— Sezione di testo —
6. Le materie oggetto di possibile controllo eventuale su istanza dei consiglieri comunali.
Dal
punto di vista oggettivo non tutte le deliberazioni della giunta e del consiglio
sono assoggettabili a controllo di legittimità a richiesta. Dispone, infatti,
l’art. 127, comma 1 del D.Lgs.
18/8/2000 n. 267 che siano riscontrabili in tale senso sono le deliberazioni che
riguardino appalti d’opera pubblica, di pubblica fornitura o di pubblico
servizio sempre che di importo superiore alla soglia di rilevanza comunitaria
(lett. a), dotazioni organiche e relative variazioni (lett. b), ovvero
assunzioni di personale (lett. c).
Nei
confronti della categoria del controllo a richiesta di un numero qualificato di
consiglieri debbono essere avanzate precise puntualizzazioni, in quanto i casi
in cui in pratica esso è attivabile sono in realtà assai meno di quanto possa
sembrare di primo acchito, anche tenuto conto del fatto che buona parte delle
materie de quibus sfuggono completamente alla competenza degli organi di
governo, ed in particolare modo al consiglio dell’ente locale.
Così,
in primo luogo, il consiglio è sicuramente incompetente in materia di
personale, posto che l’ordinamento ascrive ad altri organi dell’ente la
competenza all’adozione delle dotazioni organiche e delle loro variazioni,
nonché a disporre le assunzioni. Ed infatti, la normativa si limita ad
attribuire al consiglio comunale e provinciale la sola competenza all’adozione
dei criteri generali in materia di ordinamento degli uffici e dei servizi ai
sensi dell’art. 42, comma 2, lett. a) del D.Lgs. 18/8/2000 n. 267, mentre
l’adozione delle deliberazioni che hanno ad oggetto le dotazioni organiche e
le relative variazioni è demandata alla competenza delle giunta ai sensi del
combinato disposto degli artt. 42, comma 2, lett. a),
48, comma 3, e 89, comma 2, lett. e) del D.Lgs. 18/8/2000 n. 267.

— Materiale fornito —

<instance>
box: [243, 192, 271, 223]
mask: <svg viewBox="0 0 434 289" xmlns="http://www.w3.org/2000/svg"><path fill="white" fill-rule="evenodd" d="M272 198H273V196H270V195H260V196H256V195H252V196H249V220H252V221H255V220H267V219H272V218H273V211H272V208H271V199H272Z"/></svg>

— Cosa fare —
Prosegui la sezione di testo sul controllo di legittimità delle deliberazioni comunali su richiesta dei consiglieri, riprendendo subito dopo la sua ultima frase.

— La risposta —
Al consiglio comunale e provinciale, peraltro, sono
ascritte ordinamentalmente competenze in materia di contratti quando la relativa
materia non sia stata previamente disciplinata in precedenti atti fondamentali.
In questo senso dispone l’art. 42, comma 2, lett. l) del D.Lgs. 18/8/2000 n.
267, che manda all’organo consiliare la competenza ad assumere deliberazioni
in materia di acquisti, alienazioni immobiliari, relative permute, appalti e
concessioni, con le limitazioni sopra evidenziate. Il referente della
disposizione è più ampio di quello dell’art. 127, comma 1, lett. a) del
D.Lgs. 18/8/2000 n. 267, posto che questo ha ad oggetto i soli contratti di
appalto d’opera pubblica, di pubblico servizio e di pubblica fornitura il cui
valore sia al di sopra della soglia di rilevanza comunitaria, definita nei
valori desumibili, rispettivamente, dall’art. 1 del D.Lgs. 19/12/1991 n. 406, dall’art. 1 del D.Lgs.
17/3/1995 n. 157 o dall’art. 1 del D.Lgs. 24/7/1992 n. 358, nel teso
modificato dal D.Lgs. 20/10/1998 n. 402. Nell’ambito delle materie de
quibus, poi, rientrano solo e soltanto gli atti consiliari fondamentali, e
quindi solo quelli che hanno ad oggetto l’individuazione delle finalità cui
le procedure attuative devono essere indirizzate e gli eventuali elementi
vincolanti per l’azione amministrativa di esecuzione, posto che al consiglio
sono comunque sottratte le competenze gestionali, quali i provvedimenti a
contrattare, l’approvazione delle proposte di contratto e quant’altro
condivida una tale natura. Nelle materie che qui interessano, l’organo
consiliare deve limitarsi all’approvazione degli elementi essenziali del
rapporto, eventualmente circoscrivendo l’ambito della discrezionalità tecnica
ed amministrativa degli organi di gestione, senza poter peraltro scendere nei
dettagli tecnici immanenti alle procedure ed agli atti esecutivi [26],
che sono ascritti alla competenza funzionale dell’apparato burocratico
dell’ente.
Quanto
alla giunta dell’ente locale, valgono considerazioni sostanzialmente analoghe,
poiché anche in questo caso, molte delle materie indicate dall’art. 127,
comma 1 del D.Lgs. 18/8/2000 n. 267 sono estranee all’ambito della sua
competenza.
Così,
in primo luogo, non rientra nella competenza della giunta l’avvio delle
procedure ad evidenza pubblica nel molteplice modo in cui essa può essere
attualizzata, in quanto all’ordinamento degli enti locali è ormai divenuta
estranea la deliberazione a contrattare di cui all’art. 56, comma 1 del testo
originario della legge 8/6/1990 n.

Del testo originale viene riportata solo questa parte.